━━━━━ Textabschnitt ━━━━━

Chaim Lavi überschrieb seinen Vortrag mit einem Buchtitel von Ralph Giordano „Israel, um Himmels Willen, Israel“.
Foto / Quelle: Wolfgang Maas

Unglückliche Zeiten

Chaim Lavi arbeitet als Fremdenführer in Israel. Bei seiner jüngsten Reise durch Deutschland nahm er die Einladung des Gebetshauses Dortmund e. V. an und berichtete nicht nur über die aktuelle Situation.

Dortmund

„Wieso sind wir jetzt zu Tätern geworden? Wie konnte ein so gut gesichertes Land wie Israel überhaupt angegriffen werden?“ Chaim Lavi nennt das gute Fragen, die Antwort macht ihn aber ebenso ratlos wie die rund 100 Personen im Publikum. „Die Ultraorthodoxen sagen, weil wir zu wenig gebetet haben. Wir haben uns zu sehr von Gott abgewandt.“ Der Fremdenführer aus Israel, der Familienangehörige durch die Angriffe der Hamas verloren hat, sagt das ohne erkennbare Emotionen. Aber: „Es gibt tausende Erklärungen. Ich lasse mich nicht auf diese Diskussionen ein.“

Wenn Lavi (Jahrgang 1961) von seiner Heimat spricht, erscheinen historische Orte voller spiritueller Anziehungskraft vor dem geistigen Auge des Publikums. Dazu zeigt er Fotos von seinen Touren. Man sieht die Gegensätze des Landes – karge Wüste und an anderer Stelle viel Grün. Doch „wir leben in unglücklichen Zeiten“. Das war in der Geschichte immer wieder der Fall, wie er an einem historischen Abriss erklärte – auch wenn die Bibel „kein genaues Geschichtsbuch“ sei.

Verfahrene Situation

Heute sei die Situation verfahren. „Wir suchen den Frieden, aber es geht etwas schief in der Regierung.“ Die Hälfte der Bevölkerung sei enttäuscht von der Politik Benjamin ­Netanjahus, Proteste und Demonstrationen nehmen zu. Doch ohne Frieden gebe es keine Möglichkeit, „neue Wege zu suchen, die passen“ im Zusammenleben etwa von Juden und Muslimen.

Allerdings fehlen auch die Verhandlungspartner in der arabischen Welt für einen dauerhaften Frieden. Wer die Existenz eines souveränen Staates Israel kategorisch ablehne, sei eben kein verlässlicher Partner.

Eine Frage kam dann mehrfach aus dem Publikum: Kann das überhaupt funktionieren, ein Zusammenleben trotz all dem Hass? Chaim Lavi ist optimistisch. „Wenn ihr in Israel seid, sprecht mit den Arabern. Fragt sie, ob sie woanders leben wollen.“ Der Referent ließ die Antwort zwar offen, suggerierte dennoch: Israel ist kein schlechter Ort zum Leben. Es gebe Arbeit und die Gesellschaft sei offener als man sich das in Deutschland vielleicht vorstellt.

━━━━━ Informationen ━━━━━

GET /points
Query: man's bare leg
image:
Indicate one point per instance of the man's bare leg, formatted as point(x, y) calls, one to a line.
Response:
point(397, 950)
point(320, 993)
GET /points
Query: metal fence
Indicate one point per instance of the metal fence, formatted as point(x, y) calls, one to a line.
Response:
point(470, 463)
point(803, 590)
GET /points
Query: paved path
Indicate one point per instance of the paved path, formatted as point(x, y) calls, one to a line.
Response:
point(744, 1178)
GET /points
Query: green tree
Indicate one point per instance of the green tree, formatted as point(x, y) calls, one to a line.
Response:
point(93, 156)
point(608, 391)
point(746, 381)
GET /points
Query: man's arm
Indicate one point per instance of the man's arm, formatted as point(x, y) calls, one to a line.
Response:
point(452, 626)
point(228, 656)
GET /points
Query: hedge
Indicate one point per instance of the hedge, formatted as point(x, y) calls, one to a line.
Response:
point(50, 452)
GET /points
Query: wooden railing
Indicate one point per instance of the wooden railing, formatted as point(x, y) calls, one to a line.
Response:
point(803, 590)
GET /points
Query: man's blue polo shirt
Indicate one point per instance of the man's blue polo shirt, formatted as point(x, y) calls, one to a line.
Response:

━━━━━

== Aufgaben ==
1. Stimmen die folgenden Aussagen mit dem Text über Chaim Lavis Vortrag überein? Antworte jeweils mit Ja oder Nein und zitiere die entscheidenden Worte.
(a) Chaim Lavi arbeitet als Fremdenführer in Israel.
(b) Im Publikum saßen rund 200 Personen.
(c) Auf die Frage nach einem Zusammenleben trotz des Hasses zeigt sich Lavi pessimistisch.
2. Welchen Jahrgang hat Chaim Lavi laut dem Text über seinen Vortrag?

== Lösungen ==
1.
(a) Ja: „Chaim Lavi arbeitet als Fremdenführer in Israel.“
(b) Nein: „die rund 100 Personen im Publikum“
(c) Nein: „Chaim Lavi ist optimistisch.“

2. Jahrgang 1961.